- **Aim**
Reproduce the records below verbatim, line for line, omitting the pictures.

- **Supplied data**
####################
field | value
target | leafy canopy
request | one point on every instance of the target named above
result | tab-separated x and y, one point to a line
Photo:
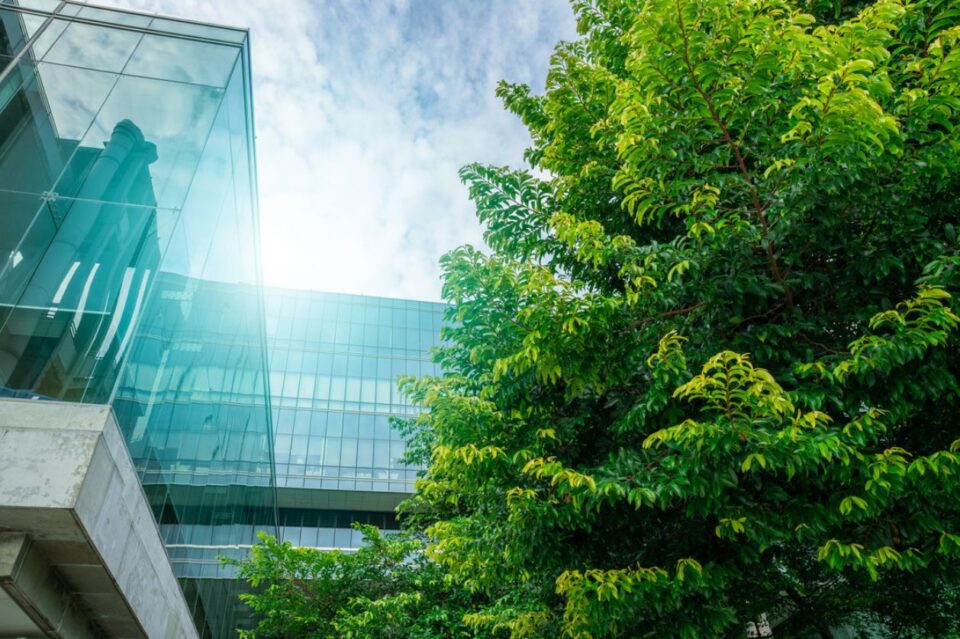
386	589
708	372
####################
- **Written solution**
field | value
target | leafy canopy
request | one point on every instance of the target named above
result | tab-separated x and y, one point to a line
Photo:
386	589
708	372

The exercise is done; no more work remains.